— Work instructions —
Read through the listing below and copy each line in which the word "foot" occurs.

— Supplied material —
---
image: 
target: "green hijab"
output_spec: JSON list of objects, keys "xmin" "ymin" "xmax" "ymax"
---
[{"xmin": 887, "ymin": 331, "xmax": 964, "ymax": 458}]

...

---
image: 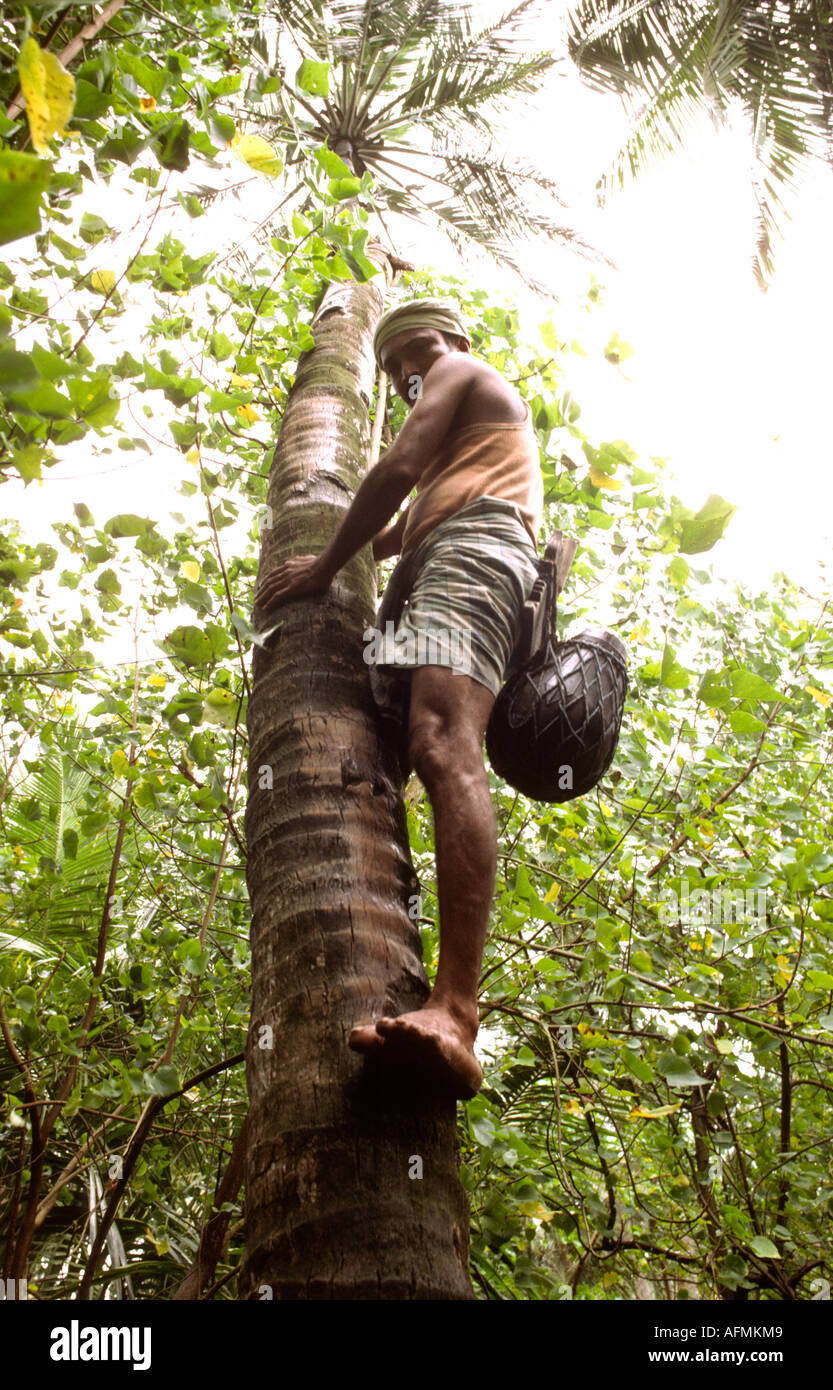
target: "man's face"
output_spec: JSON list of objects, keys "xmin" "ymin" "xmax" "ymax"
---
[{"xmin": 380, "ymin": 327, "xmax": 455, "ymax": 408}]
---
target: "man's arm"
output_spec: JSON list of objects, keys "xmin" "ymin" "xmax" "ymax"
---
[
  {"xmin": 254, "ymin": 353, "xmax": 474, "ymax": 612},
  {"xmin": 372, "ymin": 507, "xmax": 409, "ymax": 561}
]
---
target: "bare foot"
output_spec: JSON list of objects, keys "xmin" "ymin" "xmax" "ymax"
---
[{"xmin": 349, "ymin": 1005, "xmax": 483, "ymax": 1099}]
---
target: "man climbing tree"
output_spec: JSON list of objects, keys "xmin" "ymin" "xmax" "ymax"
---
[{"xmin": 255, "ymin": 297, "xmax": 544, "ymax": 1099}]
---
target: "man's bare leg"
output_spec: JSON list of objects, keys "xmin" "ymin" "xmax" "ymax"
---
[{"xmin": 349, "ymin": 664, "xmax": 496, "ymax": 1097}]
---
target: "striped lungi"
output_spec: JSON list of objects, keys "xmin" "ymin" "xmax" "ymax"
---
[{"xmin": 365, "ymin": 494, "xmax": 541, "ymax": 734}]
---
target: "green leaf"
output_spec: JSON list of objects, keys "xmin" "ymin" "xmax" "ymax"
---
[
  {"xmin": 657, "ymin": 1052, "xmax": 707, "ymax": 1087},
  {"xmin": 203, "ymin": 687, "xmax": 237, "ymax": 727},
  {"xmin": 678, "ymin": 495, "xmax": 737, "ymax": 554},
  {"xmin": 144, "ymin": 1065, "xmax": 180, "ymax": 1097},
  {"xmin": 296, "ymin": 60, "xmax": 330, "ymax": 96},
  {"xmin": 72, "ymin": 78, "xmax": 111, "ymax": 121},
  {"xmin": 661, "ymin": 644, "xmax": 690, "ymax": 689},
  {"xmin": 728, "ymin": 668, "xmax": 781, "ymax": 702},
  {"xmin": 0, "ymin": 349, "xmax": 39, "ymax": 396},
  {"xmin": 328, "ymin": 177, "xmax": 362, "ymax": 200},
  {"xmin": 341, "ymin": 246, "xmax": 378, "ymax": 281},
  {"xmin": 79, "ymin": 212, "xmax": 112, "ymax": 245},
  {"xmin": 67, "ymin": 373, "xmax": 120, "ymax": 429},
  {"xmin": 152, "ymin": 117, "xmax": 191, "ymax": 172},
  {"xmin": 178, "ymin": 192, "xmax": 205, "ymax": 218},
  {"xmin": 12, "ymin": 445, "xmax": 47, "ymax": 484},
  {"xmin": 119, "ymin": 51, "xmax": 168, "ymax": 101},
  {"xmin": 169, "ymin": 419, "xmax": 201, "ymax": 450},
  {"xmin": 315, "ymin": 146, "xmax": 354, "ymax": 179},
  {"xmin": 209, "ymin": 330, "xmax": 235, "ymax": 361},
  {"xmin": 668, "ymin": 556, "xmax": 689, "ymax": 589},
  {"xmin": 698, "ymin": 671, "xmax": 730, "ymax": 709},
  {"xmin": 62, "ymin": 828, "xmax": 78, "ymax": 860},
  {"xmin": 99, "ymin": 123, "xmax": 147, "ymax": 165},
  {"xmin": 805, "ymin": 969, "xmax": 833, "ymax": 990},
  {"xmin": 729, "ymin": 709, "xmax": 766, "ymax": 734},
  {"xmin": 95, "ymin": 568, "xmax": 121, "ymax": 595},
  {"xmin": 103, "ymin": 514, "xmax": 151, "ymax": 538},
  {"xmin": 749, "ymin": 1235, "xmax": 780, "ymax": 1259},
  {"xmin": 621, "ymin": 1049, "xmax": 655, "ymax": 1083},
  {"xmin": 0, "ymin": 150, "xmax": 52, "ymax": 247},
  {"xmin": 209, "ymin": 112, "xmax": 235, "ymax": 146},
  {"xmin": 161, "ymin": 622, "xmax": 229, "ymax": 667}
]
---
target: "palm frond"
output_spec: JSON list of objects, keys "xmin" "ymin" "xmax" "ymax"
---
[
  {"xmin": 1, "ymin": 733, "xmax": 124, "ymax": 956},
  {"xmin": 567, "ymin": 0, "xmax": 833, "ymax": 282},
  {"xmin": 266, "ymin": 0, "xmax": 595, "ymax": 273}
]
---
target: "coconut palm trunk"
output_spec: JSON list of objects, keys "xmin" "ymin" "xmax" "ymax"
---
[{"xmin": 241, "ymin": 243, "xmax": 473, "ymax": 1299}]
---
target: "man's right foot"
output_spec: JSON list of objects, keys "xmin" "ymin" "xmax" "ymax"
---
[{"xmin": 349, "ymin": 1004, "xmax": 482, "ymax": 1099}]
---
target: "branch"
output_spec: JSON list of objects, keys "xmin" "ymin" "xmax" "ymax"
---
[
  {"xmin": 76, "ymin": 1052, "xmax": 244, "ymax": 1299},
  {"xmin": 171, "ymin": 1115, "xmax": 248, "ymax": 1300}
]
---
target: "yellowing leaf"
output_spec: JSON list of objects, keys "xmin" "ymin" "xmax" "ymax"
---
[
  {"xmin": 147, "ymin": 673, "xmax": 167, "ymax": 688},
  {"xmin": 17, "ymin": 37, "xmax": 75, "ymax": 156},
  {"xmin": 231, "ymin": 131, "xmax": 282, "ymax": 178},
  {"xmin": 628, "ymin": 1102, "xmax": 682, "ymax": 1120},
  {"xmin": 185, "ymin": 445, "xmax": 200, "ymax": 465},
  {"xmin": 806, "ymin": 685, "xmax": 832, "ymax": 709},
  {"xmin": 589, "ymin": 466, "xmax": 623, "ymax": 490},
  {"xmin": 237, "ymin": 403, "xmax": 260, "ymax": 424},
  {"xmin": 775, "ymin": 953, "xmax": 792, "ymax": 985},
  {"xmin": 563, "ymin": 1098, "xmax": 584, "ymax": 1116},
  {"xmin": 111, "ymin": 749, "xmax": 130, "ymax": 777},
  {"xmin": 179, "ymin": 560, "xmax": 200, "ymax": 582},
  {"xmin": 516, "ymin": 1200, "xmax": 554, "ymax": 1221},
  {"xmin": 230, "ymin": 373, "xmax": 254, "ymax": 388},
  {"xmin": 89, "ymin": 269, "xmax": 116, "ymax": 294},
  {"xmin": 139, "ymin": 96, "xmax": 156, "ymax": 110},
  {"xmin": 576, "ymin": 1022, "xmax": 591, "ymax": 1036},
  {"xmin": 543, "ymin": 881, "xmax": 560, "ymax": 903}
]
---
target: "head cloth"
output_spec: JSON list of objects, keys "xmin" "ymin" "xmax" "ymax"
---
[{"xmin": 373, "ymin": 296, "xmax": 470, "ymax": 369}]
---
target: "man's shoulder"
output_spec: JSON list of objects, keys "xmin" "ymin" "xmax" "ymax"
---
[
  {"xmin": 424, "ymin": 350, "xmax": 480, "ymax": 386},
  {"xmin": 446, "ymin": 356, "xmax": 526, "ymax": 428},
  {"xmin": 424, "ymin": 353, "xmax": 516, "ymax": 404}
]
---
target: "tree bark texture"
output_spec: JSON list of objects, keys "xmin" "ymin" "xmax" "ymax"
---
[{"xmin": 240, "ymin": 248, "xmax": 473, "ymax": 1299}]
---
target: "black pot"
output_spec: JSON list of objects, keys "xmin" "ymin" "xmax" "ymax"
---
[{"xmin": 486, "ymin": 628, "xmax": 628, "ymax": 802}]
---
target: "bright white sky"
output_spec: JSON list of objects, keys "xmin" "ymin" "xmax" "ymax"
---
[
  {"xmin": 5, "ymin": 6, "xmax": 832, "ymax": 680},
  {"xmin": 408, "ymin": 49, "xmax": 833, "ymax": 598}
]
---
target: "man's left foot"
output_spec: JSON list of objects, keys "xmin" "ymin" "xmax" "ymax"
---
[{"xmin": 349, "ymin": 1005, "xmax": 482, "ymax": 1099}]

— Expected answer —
target: "bare foot"
target: "man's right foot"
target: "man's left foot"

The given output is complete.